*WHAT IS NEEDED*
Keeping every word in place, write out the entries that come next.

*RECORD EXCERPTS*
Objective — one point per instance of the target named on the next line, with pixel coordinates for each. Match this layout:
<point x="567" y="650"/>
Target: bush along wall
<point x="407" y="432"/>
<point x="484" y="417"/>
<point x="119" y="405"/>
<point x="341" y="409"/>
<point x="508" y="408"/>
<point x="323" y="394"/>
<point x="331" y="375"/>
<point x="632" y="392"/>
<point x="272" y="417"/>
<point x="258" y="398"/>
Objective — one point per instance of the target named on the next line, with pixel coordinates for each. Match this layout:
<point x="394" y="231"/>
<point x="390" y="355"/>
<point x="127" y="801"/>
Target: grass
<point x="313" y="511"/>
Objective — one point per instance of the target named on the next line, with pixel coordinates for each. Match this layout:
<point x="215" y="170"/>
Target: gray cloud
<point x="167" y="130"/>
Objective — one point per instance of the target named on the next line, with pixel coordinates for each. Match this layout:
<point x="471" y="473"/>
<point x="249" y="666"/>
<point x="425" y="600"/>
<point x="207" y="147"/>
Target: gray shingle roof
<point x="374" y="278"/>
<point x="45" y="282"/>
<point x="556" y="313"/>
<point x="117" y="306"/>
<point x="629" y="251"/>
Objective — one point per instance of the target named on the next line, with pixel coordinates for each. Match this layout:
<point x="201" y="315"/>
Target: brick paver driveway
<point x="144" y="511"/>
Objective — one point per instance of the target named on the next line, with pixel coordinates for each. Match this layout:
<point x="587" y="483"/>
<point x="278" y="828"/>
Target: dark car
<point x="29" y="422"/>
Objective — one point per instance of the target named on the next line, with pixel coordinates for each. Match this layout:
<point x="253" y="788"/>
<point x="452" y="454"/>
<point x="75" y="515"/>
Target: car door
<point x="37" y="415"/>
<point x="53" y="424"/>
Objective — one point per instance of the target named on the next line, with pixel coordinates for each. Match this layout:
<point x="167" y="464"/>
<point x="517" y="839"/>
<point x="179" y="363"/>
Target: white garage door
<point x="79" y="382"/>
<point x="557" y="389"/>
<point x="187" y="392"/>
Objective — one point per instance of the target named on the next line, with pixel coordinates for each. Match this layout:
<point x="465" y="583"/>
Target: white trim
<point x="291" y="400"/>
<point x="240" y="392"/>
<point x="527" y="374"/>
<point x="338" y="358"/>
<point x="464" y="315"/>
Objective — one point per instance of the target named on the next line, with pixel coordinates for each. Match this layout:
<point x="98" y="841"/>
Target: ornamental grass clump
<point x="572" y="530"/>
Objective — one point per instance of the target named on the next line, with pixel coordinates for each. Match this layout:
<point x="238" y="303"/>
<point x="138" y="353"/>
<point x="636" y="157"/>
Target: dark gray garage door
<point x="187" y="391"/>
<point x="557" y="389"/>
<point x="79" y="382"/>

*COMPLETED TASK*
Objective — one point per instance of the target named on the next line, with pixel coordinates for each. Match this layout:
<point x="567" y="650"/>
Target: bush along wall
<point x="407" y="432"/>
<point x="484" y="417"/>
<point x="119" y="405"/>
<point x="341" y="409"/>
<point x="508" y="408"/>
<point x="323" y="394"/>
<point x="331" y="375"/>
<point x="632" y="392"/>
<point x="272" y="417"/>
<point x="258" y="398"/>
Objective — one point per instance of the target named on the next line, with pixel coordinates for each. Match this layout:
<point x="394" y="231"/>
<point x="390" y="355"/>
<point x="127" y="801"/>
Target: grass
<point x="313" y="511"/>
Objective — one point per instance of the target named on the next line, with pixel coordinates for each. Match this layout:
<point x="215" y="170"/>
Target: gray cloud
<point x="167" y="130"/>
Objective — one point per instance of the target named on the next line, with pixel coordinates for each. Match this layout:
<point x="471" y="473"/>
<point x="249" y="666"/>
<point x="425" y="600"/>
<point x="207" y="147"/>
Target: gray shingle roof
<point x="374" y="278"/>
<point x="45" y="282"/>
<point x="556" y="313"/>
<point x="117" y="306"/>
<point x="629" y="251"/>
Objective — one point per instance of the target named on the next line, with pixel coordinates for each. Match this layout:
<point x="201" y="315"/>
Target: brick paver driveway
<point x="144" y="511"/>
Objective — one point per instance of the target named on the next line, with pixel coordinates for each. Match this layout:
<point x="587" y="483"/>
<point x="278" y="828"/>
Target: dark car
<point x="29" y="422"/>
Objective — one point per instance of the target named on the next line, with pixel coordinates for each. Match this layout:
<point x="253" y="788"/>
<point x="452" y="454"/>
<point x="75" y="515"/>
Target: car door
<point x="37" y="415"/>
<point x="53" y="424"/>
Objective — one point per instance of the target named on the next line, with pixel coordinates for each. Match this layout:
<point x="167" y="464"/>
<point x="517" y="839"/>
<point x="179" y="363"/>
Target: white garage door
<point x="79" y="382"/>
<point x="557" y="389"/>
<point x="187" y="392"/>
Objective — one point per instance of the target named on the next line, with pixel coordinates for each. Match this layout:
<point x="465" y="583"/>
Target: white trim
<point x="291" y="400"/>
<point x="240" y="392"/>
<point x="527" y="374"/>
<point x="338" y="358"/>
<point x="464" y="315"/>
Objective — one point per instance of the target named on the next line, with pixel coordinates for each. Match this layout:
<point x="98" y="841"/>
Target: ornamental grass clump
<point x="572" y="530"/>
Objective — one point per instance of the target named on the next line, with pixel coordinates for each. Match this layout:
<point x="238" y="303"/>
<point x="138" y="353"/>
<point x="636" y="157"/>
Target: dark gray garage door
<point x="187" y="391"/>
<point x="557" y="389"/>
<point x="79" y="382"/>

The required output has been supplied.